◆ Excerpted text ◆
——————
MCP Server Deployment & Hosting: A Practical Guide through Docker & Kubernetes


You've built your MCP server and want to deploy it remotely or publish it as a package? This article covers your options from a DevOps viewpoint.
If you don't know what MCP servers are, see my previous articles:
In short, the Model Context Protocol (MCP) is an open standard developed by Anthropic, the creators of Claude LLM. It allows AI agents to use external tools to:
Get additional context, such as from an external API
Not only generate text but also interact with the external world, making actions possible
MCP connects an AI model to N external services.
You can also connect M models to N external services, which is for example the case when using GPT-4 for text generation, and DALL·E or Stable Diffusion for image generation.
In that case, MCP solves this MxN integration problem by reducing the complexity to M+N, where M AI models connecting to N external tools.
That’s amazing, isn’t it? Well depends if you successfully host your MCP servers or if they remain in the unused shadows.
We’ll go through the following deployment approaches:
Local hosting: Clone MCP servers on your machine and reference their entrypoint in your IDE’s MCP configuration file.
Remote hosting: Deploy your MCP server to cloud platforms as serverless or long-lived apps.
We’ll go through serverless limitations for that use case.
——————
[Stored data entries]
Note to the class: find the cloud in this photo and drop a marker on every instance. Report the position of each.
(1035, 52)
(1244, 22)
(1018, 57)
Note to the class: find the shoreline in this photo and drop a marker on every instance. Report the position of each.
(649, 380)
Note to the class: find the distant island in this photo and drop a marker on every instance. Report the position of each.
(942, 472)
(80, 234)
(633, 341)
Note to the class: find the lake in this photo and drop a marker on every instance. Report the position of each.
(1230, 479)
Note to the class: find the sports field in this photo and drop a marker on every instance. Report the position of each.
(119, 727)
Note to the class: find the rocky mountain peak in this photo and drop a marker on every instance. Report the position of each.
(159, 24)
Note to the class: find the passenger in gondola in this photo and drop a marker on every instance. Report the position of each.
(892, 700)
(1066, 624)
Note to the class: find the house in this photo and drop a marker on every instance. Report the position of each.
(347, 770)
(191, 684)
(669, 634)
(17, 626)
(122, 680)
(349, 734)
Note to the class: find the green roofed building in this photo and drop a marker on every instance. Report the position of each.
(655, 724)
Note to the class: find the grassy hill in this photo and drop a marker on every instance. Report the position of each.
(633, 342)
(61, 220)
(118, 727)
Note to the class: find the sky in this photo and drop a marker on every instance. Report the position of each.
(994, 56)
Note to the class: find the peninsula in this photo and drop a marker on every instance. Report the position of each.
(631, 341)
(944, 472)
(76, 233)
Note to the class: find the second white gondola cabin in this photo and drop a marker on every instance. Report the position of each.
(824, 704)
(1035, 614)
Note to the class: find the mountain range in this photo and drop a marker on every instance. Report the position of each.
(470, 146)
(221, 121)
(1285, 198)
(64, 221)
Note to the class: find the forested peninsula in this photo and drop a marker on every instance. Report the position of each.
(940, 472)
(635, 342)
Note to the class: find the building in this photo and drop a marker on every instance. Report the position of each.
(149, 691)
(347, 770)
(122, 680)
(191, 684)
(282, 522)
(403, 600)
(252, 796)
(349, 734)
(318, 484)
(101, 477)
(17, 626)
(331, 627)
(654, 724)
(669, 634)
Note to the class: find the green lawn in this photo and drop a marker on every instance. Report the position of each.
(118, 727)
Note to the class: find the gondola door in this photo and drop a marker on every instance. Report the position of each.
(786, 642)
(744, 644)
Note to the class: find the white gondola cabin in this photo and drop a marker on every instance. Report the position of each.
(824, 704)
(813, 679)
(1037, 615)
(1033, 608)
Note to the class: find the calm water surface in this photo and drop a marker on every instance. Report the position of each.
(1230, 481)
——————
◆ What you should do ◆
Repeat the passage of the MCP deployment guide from "In that case, MCP" up to and including "or long-lived apps.". Work only from the MCP deployment guide.

◆ Task response ◆
In that case, MCP solves this MxN integration problem by reducing the complexity to M+N, where M AI models connecting to N external tools.
That’s amazing, isn’t it? Well depends if you successfully host your MCP servers or if they remain in the unused shadows.
We’ll go through the following deployment approaches:
Local hosting: Clone MCP servers on your machine and reference their entrypoint in your IDE’s MCP configuration file.
Remote hosting: Deploy your MCP server to cloud platforms as serverless or long-lived apps.